:: WHAT IS REQUIRED ::
Transcribe word for word the lines below from the line with "the stone pillar" to the line with "Target: tall conical hood", including both of those lines.

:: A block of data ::
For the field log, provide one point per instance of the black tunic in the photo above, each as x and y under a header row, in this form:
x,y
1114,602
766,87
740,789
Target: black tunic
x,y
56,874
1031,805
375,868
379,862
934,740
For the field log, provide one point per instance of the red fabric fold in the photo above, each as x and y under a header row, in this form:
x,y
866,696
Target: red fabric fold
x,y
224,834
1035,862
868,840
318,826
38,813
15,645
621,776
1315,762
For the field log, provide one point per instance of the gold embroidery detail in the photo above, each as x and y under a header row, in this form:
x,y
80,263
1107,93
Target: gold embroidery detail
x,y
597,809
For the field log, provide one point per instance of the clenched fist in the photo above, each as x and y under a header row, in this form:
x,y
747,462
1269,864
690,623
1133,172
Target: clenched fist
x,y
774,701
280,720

---

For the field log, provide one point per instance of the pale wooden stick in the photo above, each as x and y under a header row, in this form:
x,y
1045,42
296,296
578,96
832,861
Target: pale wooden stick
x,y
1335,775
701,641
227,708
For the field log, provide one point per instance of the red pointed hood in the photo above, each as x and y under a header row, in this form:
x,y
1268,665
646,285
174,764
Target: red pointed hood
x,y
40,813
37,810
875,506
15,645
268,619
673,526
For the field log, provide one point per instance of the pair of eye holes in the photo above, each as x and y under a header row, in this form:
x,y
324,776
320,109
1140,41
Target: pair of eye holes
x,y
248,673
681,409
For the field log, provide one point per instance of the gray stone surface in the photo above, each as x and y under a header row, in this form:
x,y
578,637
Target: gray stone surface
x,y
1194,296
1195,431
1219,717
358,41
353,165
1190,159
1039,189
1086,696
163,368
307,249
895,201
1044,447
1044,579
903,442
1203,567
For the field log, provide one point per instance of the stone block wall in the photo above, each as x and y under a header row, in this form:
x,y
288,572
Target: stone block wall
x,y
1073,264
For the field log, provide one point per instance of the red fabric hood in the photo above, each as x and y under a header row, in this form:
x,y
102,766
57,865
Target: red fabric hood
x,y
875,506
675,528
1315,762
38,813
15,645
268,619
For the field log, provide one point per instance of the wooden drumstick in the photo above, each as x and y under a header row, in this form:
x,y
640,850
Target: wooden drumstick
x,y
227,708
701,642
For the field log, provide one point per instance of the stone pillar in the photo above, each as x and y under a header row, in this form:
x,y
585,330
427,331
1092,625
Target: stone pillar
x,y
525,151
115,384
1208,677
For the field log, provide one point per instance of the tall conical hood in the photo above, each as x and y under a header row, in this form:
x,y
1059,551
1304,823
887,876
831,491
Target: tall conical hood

--

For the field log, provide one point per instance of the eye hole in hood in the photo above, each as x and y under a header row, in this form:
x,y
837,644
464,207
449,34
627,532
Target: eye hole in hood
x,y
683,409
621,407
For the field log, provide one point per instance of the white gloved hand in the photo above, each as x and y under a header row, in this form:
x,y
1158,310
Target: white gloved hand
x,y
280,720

:: WORKED SOLUTION ::
For the field log, provide one point per instance of the stone pillar in the photo above, each as x and y under a header row, in this form:
x,y
585,330
427,331
1092,625
Target: stone pillar
x,y
525,151
115,384
1208,677
For the field log, provide one point per instance of the tall conical hood in the photo above, each as x and y under a header row, in this form:
x,y
1059,551
1304,823
887,876
831,491
Target: tall conical hood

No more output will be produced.